**What to do:**
These entries are to be set down again exactly.

━━━━

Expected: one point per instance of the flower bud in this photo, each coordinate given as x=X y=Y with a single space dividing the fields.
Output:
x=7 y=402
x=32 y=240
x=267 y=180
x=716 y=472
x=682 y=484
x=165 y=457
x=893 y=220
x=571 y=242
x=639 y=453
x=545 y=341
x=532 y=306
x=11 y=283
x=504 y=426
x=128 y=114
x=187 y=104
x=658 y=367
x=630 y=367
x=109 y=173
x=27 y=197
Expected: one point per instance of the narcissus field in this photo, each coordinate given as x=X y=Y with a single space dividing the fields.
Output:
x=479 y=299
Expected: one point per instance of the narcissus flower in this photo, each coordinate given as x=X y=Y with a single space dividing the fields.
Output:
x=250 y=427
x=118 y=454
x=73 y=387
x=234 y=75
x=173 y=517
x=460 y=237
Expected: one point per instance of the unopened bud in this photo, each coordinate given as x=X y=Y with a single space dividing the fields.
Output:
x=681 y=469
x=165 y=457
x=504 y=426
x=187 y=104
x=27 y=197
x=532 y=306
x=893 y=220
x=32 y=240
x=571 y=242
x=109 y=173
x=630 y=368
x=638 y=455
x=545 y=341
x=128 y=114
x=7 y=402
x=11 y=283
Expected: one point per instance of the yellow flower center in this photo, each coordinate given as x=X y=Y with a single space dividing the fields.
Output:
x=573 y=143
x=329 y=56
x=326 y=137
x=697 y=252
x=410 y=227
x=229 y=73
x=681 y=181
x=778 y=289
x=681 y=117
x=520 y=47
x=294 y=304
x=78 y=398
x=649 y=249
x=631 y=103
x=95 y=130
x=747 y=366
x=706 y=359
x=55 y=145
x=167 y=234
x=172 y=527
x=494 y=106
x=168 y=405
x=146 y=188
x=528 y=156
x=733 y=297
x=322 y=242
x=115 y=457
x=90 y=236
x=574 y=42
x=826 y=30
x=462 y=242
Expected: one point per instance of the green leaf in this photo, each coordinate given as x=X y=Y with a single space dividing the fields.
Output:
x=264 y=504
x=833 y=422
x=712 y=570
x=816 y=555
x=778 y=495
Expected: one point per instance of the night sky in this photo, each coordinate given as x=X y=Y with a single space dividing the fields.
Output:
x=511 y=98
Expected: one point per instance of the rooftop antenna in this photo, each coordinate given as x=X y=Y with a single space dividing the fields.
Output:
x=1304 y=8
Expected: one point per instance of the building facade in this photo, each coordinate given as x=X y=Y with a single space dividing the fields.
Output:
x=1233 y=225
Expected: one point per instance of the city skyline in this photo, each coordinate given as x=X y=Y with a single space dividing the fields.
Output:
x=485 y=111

━━━━

**Response box:**
Expected: one point per instance of the flower bud in this photo, each coordinate given as x=X y=Y with a single space dividing the fields.
Output:
x=7 y=402
x=32 y=240
x=267 y=180
x=716 y=472
x=682 y=484
x=165 y=457
x=893 y=220
x=571 y=242
x=639 y=453
x=545 y=341
x=532 y=306
x=11 y=283
x=504 y=426
x=128 y=114
x=187 y=104
x=658 y=367
x=630 y=367
x=109 y=173
x=27 y=197
Expected: one point per instance of the narcissus field in this photo, each coordinate given as x=X y=Y with a single space dividing the fields.
Output:
x=479 y=299
Expected: one point per instance of the narcissus flower in this photo, each coordinate given as x=X y=Y with a single space dividing the fields.
Output:
x=250 y=427
x=118 y=454
x=73 y=387
x=234 y=75
x=173 y=517
x=460 y=237
Expected: one point per instance of the unopened bud in this photo, each coordinate given as x=X y=Y with a single space dividing the fields.
Output:
x=681 y=469
x=165 y=457
x=504 y=426
x=187 y=104
x=27 y=197
x=532 y=306
x=893 y=220
x=32 y=240
x=571 y=242
x=109 y=173
x=630 y=368
x=638 y=455
x=545 y=341
x=128 y=114
x=7 y=402
x=11 y=283
Expected: one point per instance of the yellow flower center in this photo, each coordinate given as x=X y=Y with a single space dividing the fields.
Output:
x=573 y=143
x=329 y=56
x=326 y=137
x=697 y=252
x=410 y=227
x=229 y=73
x=681 y=181
x=778 y=289
x=681 y=117
x=520 y=47
x=294 y=304
x=78 y=398
x=649 y=249
x=631 y=103
x=95 y=130
x=747 y=366
x=706 y=359
x=55 y=145
x=167 y=234
x=172 y=527
x=494 y=106
x=168 y=405
x=146 y=188
x=528 y=156
x=733 y=297
x=322 y=242
x=115 y=457
x=90 y=236
x=574 y=42
x=826 y=30
x=462 y=242
Expected: one point per instance of the green leaf in this photo, each coordinate given as x=X y=Y with a single space dividing the fields.
Output:
x=264 y=504
x=833 y=422
x=712 y=570
x=816 y=555
x=778 y=495
Expected: one point per instance of the night sky in this photo, each coordinate given as x=X y=Y with a single space dividing the fields.
Output:
x=511 y=98
Expected: one point per instance of the rooftop antenna in this photo, each coordinate given as x=X y=Y with a single space dividing the fields.
Output:
x=1304 y=8
Expected: one point per instance of the building facade in this photo, each coordinate given as x=X y=Y with a single space dividing the fields.
Output:
x=1233 y=225
Expected: one point per instance of the city skyline in this photo, each coordinate given as x=X y=Y with a single space dividing the fields.
Output:
x=485 y=111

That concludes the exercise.